Extracted text:
## Start

Ministry Leaders Series BadgeIf you were asked to share your testimony what would say? Most of us are conditioned to respond with the account of our moment of conversion from death to life in Christ by grace through faith. Some of us are rather sheepish in our retelling because that moment was not as dramatic as Saul of Tarsus on Damascus Road. We think a good testimony is one where a life of outrageous sin, tremendous struggle, or severe deprivation gives way to the wonderous splendor of God’s abounding love in an instant.

Such stories highlight for us the impact of grace. Such stories easily captivate.

Yet not everyone has such a story, and to think such stories better than others is to cast some doubt upon the One who authored the stories; God Himself. In finding our own stories inadequate we find God inadequate. That’s a double blow we can not easily sustain. Yet many of us have sustained it as dramatic conversion stories are paraded before us, while our own story goes untold.

The Gospel

On Using Your Testimony to Tell His Story


The word of God features many testimonies including the aforementioned story of Saul of Tarsus. That particular story gets retold several times with a notable instance in Galatians 1:11-2:21. Reading this account, particularly the portion ending in Galatians 2:10, we learn much about testimonies.

I wish you all to know and to begin to understand that some mistakes have been made when it comes to testimonies. First, we have missed the point. Secondly, we have made the scope too narrow. The first error has led to the second, and the second error is feeding the first. I am not sure how any of it got started, and I am not certain who is to blame. I can say with certainty that many well-meaning people have contributed to the misunderstanding of whom I am the doubtless one.

## End

Extracted data entries
## Start

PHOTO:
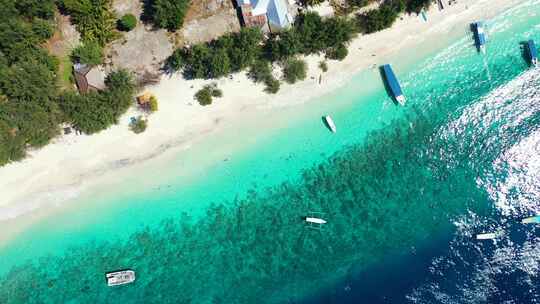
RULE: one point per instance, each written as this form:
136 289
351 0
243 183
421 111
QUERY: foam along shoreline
70 165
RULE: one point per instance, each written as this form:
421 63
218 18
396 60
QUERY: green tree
323 66
88 53
260 71
94 19
127 23
337 53
43 29
138 125
153 104
272 85
220 64
167 14
294 70
96 111
36 8
204 96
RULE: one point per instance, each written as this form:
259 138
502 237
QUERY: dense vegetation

## End

Given request 1: In the article on testimonies, rewrite the paragraph beginning "Yet not everyone has such a story" as a short bulleted list that keeps its main points.
Given request 2: According to the article on testimonies, what kinds of life do we think a good testimony shows giving way to the splendor of God's love? List every one the article names.
Given request 3:
Answer these questions from the article on testimonies, each on its own line:
(a) When asked to share a testimony, what are most of us conditioned to respond with?
(b) Which passage is given as a notable retelling of the story of Saul of Tarsus?
(c) What two mistakes about testimonies does the article name?

Problem solution 1:
- Not everyone has a dramatic conversion story.
- Thinking such stories better than others casts doubt on God, who authored all the stories.
- Finding our own stories inadequate means finding God inadequate, which is a double blow that is hard to sustain.
- Many have sustained that blow as dramatic stories are paraded before them while their own stories go untold.

Problem solution 2:
- A life of outrageous sin
- A life of tremendous struggle
- A life of severe deprivation

Problem solution 3:
(a) The account of our moment of conversion from death to life in Christ by grace through faith.
(b) Galatians 1:11-2:21.
(c) We have missed the point, and we have made the scope too narrow.